[SET EXERCISE 1]: Do statements (a), (b) and (c) agree with the forum thread? (a) Only .NET 4.0 brings true parallelism, or .NET 3.5 with Parallel Extensions. (b) hlh plans to upgrade RAM to 32GB. (c) abegy disagrees that multicore support should be a top priority. Answer yes or no for each and quote the deciding words of the thread.
[SET EXERCISE 2]: Reproduce the forum thread starting at "As I need to" and ending at "being. Thanks. lot!", substituting "workstation" for "development computer".

[DOCUMENT SECTION]:

== == ==

It is coded right. Only .NET 4.0 brings true parallelism (well, .NET 3.5 with Parallel Extensions to be precise), we're on .NET 2.0.

Furthermore, the existing Optimizer API is not sufficient to create your optimizers supporting parallel optimization (been there done that). Unless you go out of your way (but please don't ask me).
profile picture

dan_rozenberg

#11
Ok, understood. Thanks!
profile picture

hlh

#12
As long as WL still does not use multicore I wonder whether hyperthreading on an Intel i2600k for example would even be slower than HT turned off or simply using an Intel i2500k which does not support HT?

As I need to upgrade RAM to 16GB to hopefully increase WLs capability to be used over intraday data for some symbols and years I am thinking of upgrading mainboard and CPU on the development computer as well. Think to anyway go for the i2600k (and not the i2500k) but so I realized that the difference of those CPUs would also be HT and the question if HT wouldn't even slow down singlecore apps like WL popped to my mind.

Is this turbo boost feauire someting which would/could speed up a single process? Is it recommemded to use or turn off HT for WL?

And: please make WL support multicore a.s.a.p. This from my side and the lot of other traders and WL users I am working with would be one of the two most important issues! The other one is stability when running it over more data! Way more iortant than some fancy features for the time being. Thanks. lot!
profile picture

abegy

#13
Agree with you ! Must be one of the top priorities.

== == ==

(Box-labeled dataset extracts)
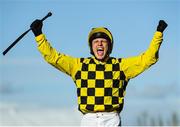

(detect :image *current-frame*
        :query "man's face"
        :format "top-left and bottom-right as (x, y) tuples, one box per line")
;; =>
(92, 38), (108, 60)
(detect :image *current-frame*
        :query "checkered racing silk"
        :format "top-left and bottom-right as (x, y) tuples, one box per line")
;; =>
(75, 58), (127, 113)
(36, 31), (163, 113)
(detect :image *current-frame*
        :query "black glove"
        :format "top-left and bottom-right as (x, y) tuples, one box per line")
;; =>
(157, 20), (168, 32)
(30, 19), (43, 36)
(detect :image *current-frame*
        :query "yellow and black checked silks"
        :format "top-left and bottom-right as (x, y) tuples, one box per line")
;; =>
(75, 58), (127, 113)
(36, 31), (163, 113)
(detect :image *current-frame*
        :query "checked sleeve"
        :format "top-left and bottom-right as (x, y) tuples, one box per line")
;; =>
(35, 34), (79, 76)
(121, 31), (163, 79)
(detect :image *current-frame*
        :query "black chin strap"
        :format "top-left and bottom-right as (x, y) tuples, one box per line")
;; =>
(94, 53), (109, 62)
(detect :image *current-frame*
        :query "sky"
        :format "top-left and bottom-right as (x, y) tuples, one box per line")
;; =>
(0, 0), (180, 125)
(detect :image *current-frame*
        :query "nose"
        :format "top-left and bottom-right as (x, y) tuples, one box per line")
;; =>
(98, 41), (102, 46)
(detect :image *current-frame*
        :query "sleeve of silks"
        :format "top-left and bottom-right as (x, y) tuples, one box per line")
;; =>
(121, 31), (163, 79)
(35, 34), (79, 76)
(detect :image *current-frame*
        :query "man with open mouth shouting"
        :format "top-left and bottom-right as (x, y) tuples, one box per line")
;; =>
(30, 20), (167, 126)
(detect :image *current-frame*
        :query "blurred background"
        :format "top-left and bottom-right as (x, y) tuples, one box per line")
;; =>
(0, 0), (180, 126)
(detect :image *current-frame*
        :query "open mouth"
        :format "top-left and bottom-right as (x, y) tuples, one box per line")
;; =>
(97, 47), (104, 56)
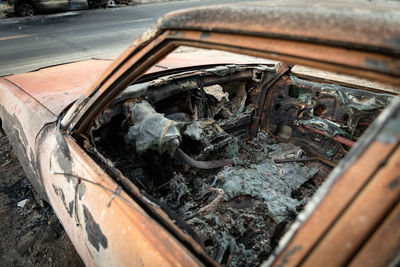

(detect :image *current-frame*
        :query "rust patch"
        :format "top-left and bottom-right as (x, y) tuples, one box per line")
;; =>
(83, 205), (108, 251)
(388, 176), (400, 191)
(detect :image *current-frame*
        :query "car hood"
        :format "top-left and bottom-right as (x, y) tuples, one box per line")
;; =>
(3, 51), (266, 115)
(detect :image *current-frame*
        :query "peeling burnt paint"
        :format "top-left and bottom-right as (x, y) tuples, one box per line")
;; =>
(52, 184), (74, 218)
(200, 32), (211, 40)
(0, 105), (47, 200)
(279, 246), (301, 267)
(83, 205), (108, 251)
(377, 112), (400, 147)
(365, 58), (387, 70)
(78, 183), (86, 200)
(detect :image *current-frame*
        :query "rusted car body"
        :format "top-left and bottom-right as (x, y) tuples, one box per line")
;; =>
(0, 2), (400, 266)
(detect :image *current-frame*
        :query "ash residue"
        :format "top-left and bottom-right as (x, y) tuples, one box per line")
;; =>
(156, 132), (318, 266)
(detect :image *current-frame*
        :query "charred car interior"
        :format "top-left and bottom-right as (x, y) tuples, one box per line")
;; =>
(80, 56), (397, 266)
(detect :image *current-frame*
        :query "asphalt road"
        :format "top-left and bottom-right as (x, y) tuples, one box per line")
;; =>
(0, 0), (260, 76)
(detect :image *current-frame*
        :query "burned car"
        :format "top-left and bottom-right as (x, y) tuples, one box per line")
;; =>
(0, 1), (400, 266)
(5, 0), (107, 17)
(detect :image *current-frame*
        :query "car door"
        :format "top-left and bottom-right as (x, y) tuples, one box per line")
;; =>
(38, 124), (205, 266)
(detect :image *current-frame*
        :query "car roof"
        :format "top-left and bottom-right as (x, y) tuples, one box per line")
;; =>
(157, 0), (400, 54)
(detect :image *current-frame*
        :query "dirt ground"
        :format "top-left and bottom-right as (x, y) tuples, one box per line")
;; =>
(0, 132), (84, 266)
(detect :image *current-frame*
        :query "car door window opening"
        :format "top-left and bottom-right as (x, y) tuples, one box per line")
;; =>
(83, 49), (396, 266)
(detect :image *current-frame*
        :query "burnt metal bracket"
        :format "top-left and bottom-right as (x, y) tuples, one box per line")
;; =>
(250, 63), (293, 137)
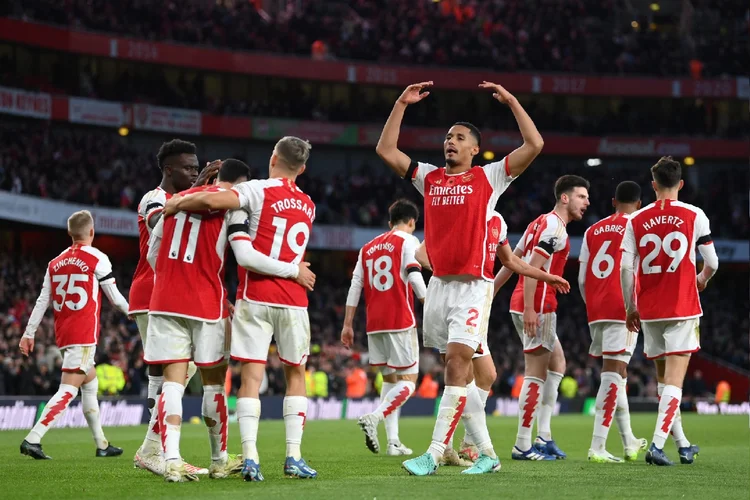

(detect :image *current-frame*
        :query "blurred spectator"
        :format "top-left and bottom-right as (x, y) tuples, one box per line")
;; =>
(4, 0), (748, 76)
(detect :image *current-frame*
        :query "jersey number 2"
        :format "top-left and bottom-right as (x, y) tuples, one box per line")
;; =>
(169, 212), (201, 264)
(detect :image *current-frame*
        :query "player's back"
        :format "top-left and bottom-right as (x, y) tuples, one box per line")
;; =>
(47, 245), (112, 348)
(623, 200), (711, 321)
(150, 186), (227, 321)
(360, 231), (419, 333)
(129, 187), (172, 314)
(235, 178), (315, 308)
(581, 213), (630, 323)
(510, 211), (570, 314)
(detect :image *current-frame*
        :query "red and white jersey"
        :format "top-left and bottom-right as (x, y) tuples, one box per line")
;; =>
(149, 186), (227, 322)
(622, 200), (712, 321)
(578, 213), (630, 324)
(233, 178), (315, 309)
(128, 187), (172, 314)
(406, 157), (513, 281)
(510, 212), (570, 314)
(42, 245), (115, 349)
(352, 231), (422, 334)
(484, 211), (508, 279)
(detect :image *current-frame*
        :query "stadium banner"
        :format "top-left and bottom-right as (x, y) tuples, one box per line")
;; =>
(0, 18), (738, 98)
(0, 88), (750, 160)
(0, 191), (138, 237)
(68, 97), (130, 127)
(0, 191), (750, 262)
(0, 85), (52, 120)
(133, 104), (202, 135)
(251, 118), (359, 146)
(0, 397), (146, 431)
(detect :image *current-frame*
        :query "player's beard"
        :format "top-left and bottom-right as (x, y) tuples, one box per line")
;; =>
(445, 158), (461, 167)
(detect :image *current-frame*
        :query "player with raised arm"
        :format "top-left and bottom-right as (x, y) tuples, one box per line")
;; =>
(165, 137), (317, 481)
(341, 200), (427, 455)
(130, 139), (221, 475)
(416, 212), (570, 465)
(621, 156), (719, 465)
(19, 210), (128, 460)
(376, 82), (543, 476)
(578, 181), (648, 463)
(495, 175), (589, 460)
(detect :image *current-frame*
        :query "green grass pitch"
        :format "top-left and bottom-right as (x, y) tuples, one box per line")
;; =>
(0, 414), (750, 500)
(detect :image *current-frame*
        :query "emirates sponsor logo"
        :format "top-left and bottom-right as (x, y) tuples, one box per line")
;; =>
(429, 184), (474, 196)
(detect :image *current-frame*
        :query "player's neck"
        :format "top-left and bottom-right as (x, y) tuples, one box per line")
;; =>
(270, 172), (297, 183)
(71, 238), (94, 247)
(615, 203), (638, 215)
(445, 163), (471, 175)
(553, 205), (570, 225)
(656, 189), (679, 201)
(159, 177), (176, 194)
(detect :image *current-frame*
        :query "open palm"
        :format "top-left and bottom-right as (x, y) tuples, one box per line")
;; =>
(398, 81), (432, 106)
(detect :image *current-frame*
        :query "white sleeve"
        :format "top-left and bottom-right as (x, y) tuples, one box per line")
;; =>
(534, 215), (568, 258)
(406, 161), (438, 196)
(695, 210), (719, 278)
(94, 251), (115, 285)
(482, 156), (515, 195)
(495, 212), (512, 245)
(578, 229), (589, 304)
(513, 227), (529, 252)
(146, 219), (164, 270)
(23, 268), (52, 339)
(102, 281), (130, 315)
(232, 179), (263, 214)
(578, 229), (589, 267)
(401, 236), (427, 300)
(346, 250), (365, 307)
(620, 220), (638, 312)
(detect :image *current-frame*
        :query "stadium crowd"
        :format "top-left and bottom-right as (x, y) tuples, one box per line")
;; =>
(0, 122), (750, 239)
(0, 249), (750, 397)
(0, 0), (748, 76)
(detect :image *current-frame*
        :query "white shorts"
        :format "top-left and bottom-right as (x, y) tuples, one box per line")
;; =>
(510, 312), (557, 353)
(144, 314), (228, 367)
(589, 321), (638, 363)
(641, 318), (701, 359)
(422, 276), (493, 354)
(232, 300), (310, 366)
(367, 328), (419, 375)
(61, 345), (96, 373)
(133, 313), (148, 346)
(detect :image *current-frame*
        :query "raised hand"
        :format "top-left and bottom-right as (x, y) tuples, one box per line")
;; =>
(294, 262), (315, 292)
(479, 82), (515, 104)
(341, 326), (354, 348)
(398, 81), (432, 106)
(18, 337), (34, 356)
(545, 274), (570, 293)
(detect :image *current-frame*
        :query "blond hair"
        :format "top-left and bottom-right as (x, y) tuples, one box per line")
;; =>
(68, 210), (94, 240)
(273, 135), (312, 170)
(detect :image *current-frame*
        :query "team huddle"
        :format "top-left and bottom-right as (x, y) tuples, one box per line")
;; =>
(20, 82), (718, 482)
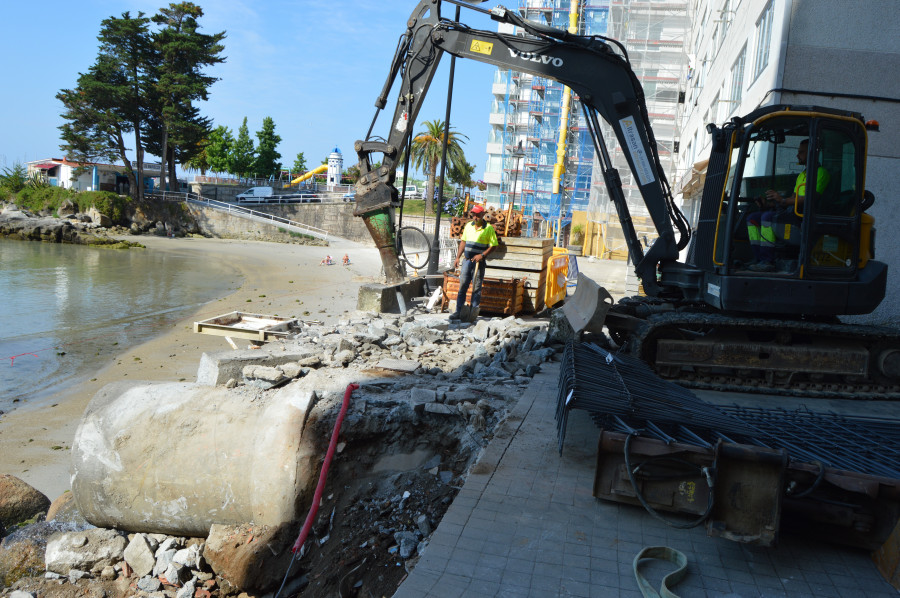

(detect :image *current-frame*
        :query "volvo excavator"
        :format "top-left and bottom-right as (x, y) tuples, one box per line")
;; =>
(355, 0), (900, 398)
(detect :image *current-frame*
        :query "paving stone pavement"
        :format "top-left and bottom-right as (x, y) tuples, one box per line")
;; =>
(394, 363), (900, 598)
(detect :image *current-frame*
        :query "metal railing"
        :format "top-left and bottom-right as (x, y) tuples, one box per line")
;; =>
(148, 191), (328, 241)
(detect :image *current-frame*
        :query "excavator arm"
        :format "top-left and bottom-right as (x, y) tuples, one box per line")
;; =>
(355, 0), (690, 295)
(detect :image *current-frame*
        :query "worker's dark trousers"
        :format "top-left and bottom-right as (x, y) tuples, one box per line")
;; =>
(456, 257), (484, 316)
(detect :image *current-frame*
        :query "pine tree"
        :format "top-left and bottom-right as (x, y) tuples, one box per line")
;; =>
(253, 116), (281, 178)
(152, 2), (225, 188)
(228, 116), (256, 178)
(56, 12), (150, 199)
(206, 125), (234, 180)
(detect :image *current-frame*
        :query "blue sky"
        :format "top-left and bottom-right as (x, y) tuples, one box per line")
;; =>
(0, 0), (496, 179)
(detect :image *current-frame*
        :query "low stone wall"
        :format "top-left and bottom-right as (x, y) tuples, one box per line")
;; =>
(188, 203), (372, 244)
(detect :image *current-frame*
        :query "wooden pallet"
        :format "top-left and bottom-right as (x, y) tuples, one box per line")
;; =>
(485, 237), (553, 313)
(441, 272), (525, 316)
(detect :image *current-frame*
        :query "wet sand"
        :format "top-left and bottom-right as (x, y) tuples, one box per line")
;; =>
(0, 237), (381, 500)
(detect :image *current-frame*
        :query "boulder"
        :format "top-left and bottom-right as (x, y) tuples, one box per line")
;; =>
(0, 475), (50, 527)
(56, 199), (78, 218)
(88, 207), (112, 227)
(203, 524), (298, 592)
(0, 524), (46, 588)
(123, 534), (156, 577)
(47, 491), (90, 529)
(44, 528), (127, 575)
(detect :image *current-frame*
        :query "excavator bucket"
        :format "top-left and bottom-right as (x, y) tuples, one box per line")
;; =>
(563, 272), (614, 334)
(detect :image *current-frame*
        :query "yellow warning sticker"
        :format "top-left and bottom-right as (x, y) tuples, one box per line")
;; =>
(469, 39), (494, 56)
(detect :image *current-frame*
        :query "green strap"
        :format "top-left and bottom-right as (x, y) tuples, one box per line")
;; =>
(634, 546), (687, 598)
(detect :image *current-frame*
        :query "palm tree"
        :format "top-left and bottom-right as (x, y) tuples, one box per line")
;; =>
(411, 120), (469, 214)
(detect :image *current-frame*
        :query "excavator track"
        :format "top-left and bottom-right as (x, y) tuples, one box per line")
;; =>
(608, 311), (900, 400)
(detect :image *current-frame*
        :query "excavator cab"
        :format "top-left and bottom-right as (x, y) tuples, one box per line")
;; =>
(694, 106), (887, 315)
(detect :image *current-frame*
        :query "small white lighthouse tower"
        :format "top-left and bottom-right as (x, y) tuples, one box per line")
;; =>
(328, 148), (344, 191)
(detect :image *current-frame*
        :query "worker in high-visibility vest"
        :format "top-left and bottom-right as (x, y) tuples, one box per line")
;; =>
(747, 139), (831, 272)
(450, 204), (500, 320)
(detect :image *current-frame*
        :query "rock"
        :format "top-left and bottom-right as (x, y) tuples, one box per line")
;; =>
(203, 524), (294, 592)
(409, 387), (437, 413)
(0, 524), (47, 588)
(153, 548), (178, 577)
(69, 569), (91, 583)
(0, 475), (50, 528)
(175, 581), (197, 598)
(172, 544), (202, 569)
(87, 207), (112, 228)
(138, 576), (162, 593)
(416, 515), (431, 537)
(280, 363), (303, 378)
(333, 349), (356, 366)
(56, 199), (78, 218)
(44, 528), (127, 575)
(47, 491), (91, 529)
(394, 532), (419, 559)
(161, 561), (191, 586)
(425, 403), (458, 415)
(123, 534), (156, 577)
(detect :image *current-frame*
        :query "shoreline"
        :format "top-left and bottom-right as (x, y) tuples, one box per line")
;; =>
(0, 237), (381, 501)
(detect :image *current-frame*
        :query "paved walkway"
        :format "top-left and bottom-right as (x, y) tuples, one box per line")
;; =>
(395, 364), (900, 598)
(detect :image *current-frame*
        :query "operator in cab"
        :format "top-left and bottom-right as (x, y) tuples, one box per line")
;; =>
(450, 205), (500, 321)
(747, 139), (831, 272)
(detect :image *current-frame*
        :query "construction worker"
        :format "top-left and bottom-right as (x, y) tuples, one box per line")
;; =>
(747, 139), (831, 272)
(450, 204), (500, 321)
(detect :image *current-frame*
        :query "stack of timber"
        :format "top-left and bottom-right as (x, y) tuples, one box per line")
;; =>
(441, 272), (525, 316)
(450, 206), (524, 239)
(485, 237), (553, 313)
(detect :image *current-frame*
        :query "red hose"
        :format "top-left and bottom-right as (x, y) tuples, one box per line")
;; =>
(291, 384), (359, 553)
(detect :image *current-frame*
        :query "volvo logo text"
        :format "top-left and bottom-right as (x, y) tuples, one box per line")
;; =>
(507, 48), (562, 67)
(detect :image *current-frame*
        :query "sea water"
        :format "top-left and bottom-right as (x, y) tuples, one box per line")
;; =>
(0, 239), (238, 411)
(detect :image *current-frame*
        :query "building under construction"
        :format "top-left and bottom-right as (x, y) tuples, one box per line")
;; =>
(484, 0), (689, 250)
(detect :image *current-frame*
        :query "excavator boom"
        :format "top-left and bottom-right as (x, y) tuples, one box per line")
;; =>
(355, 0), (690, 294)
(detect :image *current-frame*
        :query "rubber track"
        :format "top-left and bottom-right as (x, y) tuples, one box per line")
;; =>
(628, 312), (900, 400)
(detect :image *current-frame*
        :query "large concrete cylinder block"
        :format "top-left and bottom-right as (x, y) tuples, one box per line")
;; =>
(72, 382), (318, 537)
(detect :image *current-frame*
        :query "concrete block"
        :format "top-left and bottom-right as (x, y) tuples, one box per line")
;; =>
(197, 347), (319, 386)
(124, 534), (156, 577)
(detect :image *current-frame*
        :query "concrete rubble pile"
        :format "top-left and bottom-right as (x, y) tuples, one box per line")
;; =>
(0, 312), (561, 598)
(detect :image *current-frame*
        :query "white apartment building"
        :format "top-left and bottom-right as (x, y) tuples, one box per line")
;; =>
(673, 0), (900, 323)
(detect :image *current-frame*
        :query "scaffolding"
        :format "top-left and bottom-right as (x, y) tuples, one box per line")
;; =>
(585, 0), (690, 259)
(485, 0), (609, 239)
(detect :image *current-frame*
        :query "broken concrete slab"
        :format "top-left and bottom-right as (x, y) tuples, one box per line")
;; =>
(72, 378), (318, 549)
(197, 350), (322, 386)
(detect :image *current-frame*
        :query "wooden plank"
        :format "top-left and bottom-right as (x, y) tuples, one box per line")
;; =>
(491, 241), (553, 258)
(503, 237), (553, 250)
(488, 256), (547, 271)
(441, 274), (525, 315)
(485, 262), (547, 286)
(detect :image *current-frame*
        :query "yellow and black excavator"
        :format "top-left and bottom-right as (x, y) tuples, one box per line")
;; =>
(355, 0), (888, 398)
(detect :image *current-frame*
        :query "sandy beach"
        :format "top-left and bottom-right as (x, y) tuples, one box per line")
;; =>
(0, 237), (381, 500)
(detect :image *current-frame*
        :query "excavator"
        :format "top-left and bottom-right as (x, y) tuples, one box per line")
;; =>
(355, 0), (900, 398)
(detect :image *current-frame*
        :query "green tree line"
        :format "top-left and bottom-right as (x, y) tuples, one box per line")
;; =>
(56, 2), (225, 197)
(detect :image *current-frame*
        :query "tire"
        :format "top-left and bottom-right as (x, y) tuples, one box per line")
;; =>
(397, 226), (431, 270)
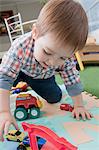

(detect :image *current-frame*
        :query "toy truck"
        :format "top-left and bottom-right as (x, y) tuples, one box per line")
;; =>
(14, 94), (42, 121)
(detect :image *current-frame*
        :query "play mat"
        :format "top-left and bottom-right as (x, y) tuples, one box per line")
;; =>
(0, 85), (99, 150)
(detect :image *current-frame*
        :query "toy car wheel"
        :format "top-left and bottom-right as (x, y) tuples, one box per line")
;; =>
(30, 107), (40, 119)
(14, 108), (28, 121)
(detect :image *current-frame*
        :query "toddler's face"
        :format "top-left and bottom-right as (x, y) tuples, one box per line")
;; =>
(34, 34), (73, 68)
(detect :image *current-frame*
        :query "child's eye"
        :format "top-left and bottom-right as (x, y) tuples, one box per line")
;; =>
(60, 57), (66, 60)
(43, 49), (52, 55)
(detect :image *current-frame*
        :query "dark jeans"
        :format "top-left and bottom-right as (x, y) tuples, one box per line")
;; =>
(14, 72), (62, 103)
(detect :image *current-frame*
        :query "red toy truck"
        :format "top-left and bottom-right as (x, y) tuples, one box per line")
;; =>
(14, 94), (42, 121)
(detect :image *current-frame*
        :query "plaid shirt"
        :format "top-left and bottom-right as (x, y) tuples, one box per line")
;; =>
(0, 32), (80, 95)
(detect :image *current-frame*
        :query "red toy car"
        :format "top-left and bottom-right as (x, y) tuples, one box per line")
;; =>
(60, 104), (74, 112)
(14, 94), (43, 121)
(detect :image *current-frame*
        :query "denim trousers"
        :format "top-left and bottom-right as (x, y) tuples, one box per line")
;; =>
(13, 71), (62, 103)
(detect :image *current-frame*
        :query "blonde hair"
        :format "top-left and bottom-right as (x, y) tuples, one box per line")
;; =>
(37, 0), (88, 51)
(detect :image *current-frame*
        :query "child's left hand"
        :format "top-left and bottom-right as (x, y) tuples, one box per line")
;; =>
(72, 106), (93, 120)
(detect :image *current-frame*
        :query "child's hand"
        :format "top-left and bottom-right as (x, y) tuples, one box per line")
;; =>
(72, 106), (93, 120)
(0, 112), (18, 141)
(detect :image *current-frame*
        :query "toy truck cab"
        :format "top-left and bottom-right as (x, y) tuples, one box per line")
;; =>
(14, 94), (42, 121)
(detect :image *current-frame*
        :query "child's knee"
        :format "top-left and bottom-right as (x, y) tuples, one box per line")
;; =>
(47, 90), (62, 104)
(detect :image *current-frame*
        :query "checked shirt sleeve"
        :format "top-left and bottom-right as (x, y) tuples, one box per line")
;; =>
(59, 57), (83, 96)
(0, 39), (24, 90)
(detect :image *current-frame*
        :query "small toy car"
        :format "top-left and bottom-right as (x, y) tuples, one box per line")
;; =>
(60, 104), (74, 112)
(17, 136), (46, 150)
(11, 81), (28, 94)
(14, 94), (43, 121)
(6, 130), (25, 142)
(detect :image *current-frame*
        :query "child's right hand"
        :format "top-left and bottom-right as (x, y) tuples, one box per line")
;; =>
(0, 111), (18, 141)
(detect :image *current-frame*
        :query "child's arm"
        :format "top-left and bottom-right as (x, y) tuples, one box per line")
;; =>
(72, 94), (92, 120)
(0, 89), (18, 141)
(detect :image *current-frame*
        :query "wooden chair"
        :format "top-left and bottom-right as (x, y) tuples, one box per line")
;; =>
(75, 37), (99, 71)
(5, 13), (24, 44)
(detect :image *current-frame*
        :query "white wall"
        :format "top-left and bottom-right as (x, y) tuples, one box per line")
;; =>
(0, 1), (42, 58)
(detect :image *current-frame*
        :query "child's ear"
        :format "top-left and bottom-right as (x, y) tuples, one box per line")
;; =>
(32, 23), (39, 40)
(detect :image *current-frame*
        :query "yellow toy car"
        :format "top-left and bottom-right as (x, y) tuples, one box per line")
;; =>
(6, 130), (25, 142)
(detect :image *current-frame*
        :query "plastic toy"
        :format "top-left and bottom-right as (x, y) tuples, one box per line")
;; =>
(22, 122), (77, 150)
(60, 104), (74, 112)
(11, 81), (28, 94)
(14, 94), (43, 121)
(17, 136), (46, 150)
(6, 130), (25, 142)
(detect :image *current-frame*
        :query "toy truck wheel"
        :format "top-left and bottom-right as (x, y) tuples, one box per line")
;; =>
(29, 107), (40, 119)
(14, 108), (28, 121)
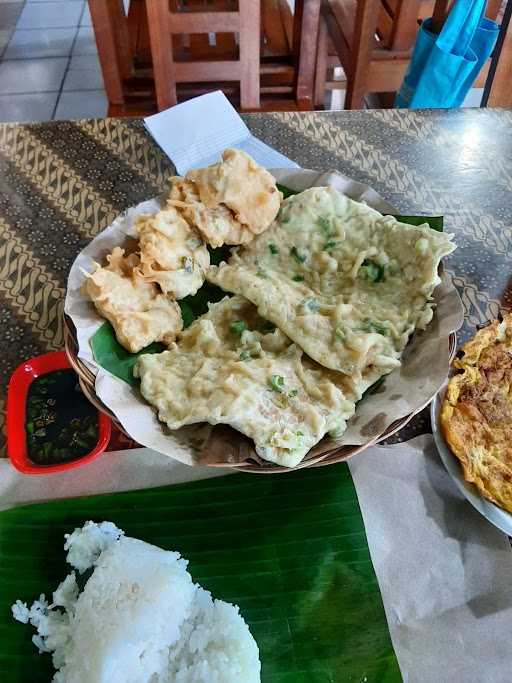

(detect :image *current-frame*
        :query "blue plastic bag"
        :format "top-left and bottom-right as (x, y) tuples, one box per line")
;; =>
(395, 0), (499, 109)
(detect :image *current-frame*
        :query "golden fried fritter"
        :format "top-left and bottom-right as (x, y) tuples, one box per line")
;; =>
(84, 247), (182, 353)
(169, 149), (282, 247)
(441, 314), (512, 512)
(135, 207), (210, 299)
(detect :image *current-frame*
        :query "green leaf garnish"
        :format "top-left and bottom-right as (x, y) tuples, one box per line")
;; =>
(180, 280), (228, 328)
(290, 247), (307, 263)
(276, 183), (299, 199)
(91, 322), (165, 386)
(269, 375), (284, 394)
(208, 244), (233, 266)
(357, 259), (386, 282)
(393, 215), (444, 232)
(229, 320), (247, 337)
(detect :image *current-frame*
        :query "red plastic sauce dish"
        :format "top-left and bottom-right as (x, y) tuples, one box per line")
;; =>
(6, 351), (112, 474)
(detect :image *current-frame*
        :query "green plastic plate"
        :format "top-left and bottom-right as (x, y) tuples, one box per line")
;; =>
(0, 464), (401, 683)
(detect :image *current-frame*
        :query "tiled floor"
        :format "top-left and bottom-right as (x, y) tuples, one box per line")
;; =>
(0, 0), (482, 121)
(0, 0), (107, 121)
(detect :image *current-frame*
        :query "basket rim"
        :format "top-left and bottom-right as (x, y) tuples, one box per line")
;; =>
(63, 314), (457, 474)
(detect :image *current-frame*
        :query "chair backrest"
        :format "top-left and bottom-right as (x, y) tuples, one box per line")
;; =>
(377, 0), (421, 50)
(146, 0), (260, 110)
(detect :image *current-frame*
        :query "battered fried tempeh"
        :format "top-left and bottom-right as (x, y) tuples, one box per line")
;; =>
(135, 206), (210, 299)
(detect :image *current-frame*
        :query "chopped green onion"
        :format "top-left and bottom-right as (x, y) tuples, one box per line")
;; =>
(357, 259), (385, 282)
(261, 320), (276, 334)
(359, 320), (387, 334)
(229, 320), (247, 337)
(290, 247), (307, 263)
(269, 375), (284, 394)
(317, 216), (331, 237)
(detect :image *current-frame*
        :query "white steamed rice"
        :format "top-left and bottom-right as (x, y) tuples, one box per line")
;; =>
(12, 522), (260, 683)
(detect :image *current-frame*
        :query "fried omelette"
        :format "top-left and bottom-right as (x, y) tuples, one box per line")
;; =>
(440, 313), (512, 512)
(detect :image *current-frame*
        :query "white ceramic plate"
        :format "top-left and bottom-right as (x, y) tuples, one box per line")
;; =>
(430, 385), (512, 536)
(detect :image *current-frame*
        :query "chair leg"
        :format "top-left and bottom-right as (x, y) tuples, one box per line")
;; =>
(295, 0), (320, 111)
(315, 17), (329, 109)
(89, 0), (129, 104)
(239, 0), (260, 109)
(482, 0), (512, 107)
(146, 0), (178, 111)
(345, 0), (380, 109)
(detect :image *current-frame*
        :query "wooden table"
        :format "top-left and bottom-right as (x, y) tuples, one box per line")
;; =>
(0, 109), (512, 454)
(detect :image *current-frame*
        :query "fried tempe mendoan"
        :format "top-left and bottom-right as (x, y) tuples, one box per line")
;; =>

== == ==

[FINISHED ANSWER 1]:
(a) Yes: "Only .NET 4.0 brings true parallelism (well, .NET 3.5 with Parallel Extensions to be precise)"
(b) No: "As I need to upgrade RAM to 16GB"
(c) No: "Agree with you ! Must be one of the top priorities."

[FINISHED ANSWER 2]:
As I need to upgrade RAM to 16GB to hopefully increase WLs capability to be used over intraday data for some symbols and years I am thinking of upgrading mainboard and CPU on the workstation as well. Think to anyway go for the i2600k (and not the i2500k) but so I realized that the difference of those CPUs would also be HT and the question if HT wouldn't even slow down singlecore apps like WL popped to my mind.

Is this turbo boost feauire someting which would/could speed up a single process? Is it recommemded to use or turn off HT for WL?

And: please make WL support multicore a.s.a.p. This from my side and the lot of other traders and WL users I am working with would be one of the two most important issues! The other one is stability when running it over more data! Way more iortant than some fancy features for the time being. Thanks. lot!